TASK DIRECTIONS: Copy out, word for word, the lines from the start of the data below through the line containing "Target: car wheel", and no others.

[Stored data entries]
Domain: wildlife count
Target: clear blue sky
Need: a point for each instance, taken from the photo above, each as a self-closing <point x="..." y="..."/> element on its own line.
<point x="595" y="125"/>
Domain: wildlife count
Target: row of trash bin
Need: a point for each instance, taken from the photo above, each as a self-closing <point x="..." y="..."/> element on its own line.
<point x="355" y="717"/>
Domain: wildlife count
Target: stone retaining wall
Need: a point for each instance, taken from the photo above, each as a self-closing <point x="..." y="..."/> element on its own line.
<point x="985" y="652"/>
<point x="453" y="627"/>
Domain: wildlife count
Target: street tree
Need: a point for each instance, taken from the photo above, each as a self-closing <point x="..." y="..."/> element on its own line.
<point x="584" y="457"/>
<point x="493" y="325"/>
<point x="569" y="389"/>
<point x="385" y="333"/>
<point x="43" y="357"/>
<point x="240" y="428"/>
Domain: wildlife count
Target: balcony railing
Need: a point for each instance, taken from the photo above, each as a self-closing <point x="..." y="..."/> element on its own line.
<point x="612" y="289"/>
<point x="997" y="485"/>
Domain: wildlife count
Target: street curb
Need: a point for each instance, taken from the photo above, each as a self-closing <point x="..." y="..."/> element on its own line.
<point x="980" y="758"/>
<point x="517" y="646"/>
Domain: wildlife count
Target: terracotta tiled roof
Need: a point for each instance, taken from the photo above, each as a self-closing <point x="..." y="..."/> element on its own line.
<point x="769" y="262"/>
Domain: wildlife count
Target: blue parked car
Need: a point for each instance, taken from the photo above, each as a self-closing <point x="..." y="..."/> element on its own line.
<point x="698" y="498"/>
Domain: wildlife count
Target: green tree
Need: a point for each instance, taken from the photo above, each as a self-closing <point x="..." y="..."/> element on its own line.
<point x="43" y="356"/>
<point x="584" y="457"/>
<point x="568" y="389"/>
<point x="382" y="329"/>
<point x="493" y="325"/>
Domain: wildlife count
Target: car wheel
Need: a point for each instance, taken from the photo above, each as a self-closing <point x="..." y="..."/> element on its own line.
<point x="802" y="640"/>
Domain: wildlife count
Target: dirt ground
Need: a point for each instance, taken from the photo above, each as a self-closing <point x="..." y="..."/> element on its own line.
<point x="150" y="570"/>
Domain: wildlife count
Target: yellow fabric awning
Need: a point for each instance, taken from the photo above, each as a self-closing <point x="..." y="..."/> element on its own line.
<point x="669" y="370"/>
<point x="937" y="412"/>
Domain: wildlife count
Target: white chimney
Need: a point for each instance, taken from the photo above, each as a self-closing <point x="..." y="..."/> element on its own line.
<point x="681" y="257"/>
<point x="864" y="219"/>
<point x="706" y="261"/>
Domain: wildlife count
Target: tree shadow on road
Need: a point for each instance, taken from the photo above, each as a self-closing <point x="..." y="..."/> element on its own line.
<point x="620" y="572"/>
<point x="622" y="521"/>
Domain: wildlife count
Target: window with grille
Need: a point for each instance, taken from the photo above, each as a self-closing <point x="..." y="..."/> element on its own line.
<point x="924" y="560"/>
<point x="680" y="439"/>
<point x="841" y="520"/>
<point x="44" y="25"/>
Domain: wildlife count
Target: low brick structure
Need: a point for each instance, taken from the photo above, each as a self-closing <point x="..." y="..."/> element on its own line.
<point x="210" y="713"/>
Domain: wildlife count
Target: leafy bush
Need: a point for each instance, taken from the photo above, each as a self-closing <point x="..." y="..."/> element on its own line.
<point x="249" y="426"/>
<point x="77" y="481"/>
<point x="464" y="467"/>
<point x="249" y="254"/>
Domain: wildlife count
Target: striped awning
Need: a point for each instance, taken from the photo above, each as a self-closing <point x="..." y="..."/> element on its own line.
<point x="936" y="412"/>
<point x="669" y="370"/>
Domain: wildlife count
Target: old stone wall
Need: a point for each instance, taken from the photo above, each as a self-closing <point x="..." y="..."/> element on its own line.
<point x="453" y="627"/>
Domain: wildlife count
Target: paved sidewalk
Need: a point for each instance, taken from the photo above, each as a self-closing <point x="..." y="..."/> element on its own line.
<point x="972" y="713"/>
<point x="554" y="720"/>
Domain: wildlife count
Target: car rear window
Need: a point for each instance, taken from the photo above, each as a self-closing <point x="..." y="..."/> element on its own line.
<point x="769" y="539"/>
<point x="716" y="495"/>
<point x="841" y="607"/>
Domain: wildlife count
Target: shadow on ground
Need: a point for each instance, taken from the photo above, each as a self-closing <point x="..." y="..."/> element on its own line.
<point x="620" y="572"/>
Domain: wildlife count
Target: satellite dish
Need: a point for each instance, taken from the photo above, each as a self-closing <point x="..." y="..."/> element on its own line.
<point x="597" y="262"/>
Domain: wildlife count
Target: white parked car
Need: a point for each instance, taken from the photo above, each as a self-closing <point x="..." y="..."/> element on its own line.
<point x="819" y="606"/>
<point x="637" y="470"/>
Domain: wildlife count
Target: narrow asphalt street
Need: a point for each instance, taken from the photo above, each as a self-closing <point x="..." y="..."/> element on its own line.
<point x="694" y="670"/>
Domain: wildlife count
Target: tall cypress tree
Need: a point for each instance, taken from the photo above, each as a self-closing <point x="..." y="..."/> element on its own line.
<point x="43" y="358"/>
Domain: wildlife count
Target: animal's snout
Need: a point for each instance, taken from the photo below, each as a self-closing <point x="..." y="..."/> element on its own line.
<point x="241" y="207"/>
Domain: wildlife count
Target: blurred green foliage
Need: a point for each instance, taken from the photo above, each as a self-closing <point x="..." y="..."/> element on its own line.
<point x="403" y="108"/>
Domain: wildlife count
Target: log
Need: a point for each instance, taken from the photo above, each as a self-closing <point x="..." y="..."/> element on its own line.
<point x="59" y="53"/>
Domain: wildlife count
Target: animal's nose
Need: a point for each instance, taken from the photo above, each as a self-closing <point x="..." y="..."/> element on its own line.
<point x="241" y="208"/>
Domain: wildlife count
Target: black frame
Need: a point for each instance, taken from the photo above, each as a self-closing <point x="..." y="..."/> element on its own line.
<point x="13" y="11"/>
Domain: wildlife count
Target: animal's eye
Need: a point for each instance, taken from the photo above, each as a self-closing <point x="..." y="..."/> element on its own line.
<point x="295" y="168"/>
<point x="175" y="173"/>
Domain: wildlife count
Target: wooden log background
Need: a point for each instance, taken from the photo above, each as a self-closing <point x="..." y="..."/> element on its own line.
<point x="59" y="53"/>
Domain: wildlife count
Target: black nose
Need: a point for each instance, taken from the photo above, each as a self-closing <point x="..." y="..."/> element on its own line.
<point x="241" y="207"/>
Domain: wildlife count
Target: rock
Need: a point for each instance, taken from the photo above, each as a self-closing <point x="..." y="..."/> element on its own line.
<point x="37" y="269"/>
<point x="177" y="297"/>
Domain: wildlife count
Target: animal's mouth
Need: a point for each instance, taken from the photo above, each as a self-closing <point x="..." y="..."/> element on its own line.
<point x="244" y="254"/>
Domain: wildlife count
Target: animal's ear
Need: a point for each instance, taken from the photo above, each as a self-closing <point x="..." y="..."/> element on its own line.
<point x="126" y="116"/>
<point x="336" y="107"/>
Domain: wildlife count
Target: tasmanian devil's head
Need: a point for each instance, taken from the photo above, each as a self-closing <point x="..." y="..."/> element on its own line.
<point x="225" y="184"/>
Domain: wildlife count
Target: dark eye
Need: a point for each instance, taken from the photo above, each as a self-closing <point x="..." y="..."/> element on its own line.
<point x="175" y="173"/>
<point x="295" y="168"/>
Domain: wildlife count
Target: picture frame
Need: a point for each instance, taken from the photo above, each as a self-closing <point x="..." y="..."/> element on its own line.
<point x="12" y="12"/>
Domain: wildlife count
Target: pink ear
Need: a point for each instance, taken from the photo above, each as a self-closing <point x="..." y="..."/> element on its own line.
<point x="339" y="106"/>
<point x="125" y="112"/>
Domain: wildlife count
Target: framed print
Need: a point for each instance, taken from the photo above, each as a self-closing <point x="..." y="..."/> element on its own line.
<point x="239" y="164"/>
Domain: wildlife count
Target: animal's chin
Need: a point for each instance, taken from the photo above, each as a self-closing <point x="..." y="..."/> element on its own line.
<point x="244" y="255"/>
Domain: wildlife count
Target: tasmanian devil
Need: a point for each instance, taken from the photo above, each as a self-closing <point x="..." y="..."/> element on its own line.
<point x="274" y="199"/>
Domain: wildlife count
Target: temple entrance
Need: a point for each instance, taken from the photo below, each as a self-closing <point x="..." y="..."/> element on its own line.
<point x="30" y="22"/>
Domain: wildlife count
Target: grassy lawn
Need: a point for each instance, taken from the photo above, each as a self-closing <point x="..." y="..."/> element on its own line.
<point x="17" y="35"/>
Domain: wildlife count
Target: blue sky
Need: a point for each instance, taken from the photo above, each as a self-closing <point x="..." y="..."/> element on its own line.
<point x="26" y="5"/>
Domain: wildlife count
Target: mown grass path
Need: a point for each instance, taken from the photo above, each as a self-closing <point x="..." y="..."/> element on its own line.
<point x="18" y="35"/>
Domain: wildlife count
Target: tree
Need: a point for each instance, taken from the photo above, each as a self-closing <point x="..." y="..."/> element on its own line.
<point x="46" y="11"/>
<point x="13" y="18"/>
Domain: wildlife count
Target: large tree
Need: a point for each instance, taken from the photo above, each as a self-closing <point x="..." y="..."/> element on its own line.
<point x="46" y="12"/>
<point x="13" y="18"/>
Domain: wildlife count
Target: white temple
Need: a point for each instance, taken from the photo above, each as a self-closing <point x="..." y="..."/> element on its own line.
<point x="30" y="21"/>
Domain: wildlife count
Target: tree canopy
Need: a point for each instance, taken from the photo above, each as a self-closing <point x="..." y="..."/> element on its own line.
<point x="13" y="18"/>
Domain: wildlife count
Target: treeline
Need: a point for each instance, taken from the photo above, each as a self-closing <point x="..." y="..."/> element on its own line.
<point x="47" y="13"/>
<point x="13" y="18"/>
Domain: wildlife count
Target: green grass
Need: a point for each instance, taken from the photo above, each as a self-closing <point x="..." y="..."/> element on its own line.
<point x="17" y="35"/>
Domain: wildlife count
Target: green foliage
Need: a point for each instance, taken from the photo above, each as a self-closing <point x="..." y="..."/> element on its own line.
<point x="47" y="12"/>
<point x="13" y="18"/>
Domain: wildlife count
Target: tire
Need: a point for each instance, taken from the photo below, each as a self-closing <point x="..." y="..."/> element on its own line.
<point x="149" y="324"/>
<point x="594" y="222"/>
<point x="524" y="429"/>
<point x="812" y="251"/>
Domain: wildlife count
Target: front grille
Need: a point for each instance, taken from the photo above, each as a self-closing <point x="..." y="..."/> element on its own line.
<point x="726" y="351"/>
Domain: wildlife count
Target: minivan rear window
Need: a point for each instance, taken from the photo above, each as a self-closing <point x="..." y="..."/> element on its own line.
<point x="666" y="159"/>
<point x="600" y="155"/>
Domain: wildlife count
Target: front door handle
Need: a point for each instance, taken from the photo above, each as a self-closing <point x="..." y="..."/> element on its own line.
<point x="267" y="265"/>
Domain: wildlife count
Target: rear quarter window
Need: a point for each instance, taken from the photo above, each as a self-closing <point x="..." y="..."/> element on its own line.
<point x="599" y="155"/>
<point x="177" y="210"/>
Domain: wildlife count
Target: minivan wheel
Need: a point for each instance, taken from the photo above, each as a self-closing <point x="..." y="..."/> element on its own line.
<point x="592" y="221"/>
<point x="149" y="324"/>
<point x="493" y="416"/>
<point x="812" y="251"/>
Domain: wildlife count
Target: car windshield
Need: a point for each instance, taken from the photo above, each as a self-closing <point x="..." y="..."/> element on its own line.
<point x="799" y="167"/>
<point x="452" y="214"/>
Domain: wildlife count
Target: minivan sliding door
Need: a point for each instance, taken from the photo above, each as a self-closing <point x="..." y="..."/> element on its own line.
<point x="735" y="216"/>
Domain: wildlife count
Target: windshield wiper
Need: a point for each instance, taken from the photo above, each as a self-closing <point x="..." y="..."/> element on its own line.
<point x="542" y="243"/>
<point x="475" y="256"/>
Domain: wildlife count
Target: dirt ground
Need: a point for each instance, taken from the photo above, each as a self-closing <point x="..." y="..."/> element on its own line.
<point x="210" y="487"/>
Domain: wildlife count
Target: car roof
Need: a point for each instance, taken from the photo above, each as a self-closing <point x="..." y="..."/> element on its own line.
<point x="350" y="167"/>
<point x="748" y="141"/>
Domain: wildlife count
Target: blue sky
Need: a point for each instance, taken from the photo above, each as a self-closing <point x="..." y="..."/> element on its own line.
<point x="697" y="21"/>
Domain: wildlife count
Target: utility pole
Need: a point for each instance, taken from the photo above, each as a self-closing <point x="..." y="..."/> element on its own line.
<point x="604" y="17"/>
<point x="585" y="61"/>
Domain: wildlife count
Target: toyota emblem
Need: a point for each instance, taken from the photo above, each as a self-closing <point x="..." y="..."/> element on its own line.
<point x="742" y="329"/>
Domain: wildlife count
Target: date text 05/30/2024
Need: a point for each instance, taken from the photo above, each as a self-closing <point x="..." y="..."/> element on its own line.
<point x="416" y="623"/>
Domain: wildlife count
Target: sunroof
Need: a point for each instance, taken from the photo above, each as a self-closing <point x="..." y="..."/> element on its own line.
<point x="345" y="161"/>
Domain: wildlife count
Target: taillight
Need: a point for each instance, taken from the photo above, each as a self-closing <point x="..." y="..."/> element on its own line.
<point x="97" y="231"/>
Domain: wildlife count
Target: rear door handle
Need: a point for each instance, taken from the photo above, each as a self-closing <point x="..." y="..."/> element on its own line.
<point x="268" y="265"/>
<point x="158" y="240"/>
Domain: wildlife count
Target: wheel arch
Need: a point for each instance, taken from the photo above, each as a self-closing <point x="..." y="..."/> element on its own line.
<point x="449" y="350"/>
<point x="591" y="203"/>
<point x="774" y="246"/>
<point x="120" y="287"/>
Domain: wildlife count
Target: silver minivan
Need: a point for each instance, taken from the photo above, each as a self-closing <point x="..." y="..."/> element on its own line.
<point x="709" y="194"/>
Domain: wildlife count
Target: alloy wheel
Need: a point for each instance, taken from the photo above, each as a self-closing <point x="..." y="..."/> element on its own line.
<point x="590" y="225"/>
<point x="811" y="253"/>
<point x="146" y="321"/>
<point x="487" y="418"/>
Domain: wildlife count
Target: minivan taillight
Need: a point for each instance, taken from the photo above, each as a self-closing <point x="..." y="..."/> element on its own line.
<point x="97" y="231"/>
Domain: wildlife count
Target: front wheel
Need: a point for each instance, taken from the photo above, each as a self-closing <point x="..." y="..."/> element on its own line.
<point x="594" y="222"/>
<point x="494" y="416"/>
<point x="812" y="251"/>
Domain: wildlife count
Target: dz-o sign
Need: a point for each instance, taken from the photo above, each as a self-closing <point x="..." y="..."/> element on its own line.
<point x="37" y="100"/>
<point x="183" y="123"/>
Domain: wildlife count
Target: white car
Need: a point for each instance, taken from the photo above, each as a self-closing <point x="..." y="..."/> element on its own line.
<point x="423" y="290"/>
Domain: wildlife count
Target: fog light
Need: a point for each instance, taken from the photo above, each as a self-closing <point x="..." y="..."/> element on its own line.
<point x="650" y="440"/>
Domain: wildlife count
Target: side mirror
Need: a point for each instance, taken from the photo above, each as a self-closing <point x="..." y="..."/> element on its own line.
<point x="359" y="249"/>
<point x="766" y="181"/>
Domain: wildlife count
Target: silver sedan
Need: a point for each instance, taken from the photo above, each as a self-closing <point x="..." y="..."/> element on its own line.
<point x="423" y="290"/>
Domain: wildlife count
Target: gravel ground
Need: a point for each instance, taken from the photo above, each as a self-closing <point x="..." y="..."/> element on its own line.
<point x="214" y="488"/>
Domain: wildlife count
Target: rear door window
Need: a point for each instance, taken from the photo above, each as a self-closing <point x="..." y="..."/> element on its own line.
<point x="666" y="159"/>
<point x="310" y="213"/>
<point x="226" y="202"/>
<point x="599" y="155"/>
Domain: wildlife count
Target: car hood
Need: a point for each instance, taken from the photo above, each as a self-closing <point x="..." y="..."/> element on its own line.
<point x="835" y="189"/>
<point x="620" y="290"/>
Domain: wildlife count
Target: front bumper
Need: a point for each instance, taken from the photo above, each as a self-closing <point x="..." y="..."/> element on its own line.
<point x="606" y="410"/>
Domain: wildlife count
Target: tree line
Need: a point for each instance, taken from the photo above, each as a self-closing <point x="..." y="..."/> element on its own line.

YOUR SOLUTION:
Domain: wildlife count
Target: clear blue sky
Need: a point for each instance, taken from the photo above, each as a self-closing <point x="..." y="..."/> element on its own line.
<point x="595" y="125"/>
Domain: wildlife count
Target: row of trash bin
Need: a point for each instance, taken from the photo above, each as a self-closing <point x="..." y="..."/> element on its own line.
<point x="355" y="717"/>
Domain: wildlife count
Target: stone retaining wall
Need: a point for each instance, taken from the photo above, each as a self-closing <point x="..." y="..."/> element on its own line.
<point x="985" y="652"/>
<point x="453" y="627"/>
Domain: wildlife count
Target: street tree
Need: a point for each instance, taken from the photo above, each as a self-closing <point x="..." y="..."/> element on its own line.
<point x="584" y="457"/>
<point x="493" y="325"/>
<point x="569" y="389"/>
<point x="385" y="333"/>
<point x="43" y="357"/>
<point x="240" y="428"/>
Domain: wildlife count
Target: balcony railing
Need: a point for each instance, taken from the photo above, each as a self-closing <point x="..." y="..."/> element on its own line.
<point x="612" y="289"/>
<point x="997" y="485"/>
Domain: wildlife count
Target: street curb
Need: a point for each instance, taken from the photo above, each as a self-closing <point x="..." y="..."/> element on its own line.
<point x="980" y="758"/>
<point x="517" y="646"/>
Domain: wildlife count
Target: terracotta tiled roof
Need: a point for each instance, taken from the photo above, each as a self-closing <point x="..." y="..."/> element on its own line.
<point x="769" y="262"/>
Domain: wildlife count
Target: blue parked car
Need: a point for each instance, taken from the photo above, each as a self-closing <point x="..." y="..."/> element on its own line.
<point x="698" y="498"/>
Domain: wildlife count
Target: green tree
Need: a point for each instance, taken from the photo above, each as a self-closing <point x="..." y="..."/> element on its own line.
<point x="43" y="356"/>
<point x="584" y="457"/>
<point x="568" y="389"/>
<point x="382" y="329"/>
<point x="493" y="325"/>
Domain: wildlife count
Target: car wheel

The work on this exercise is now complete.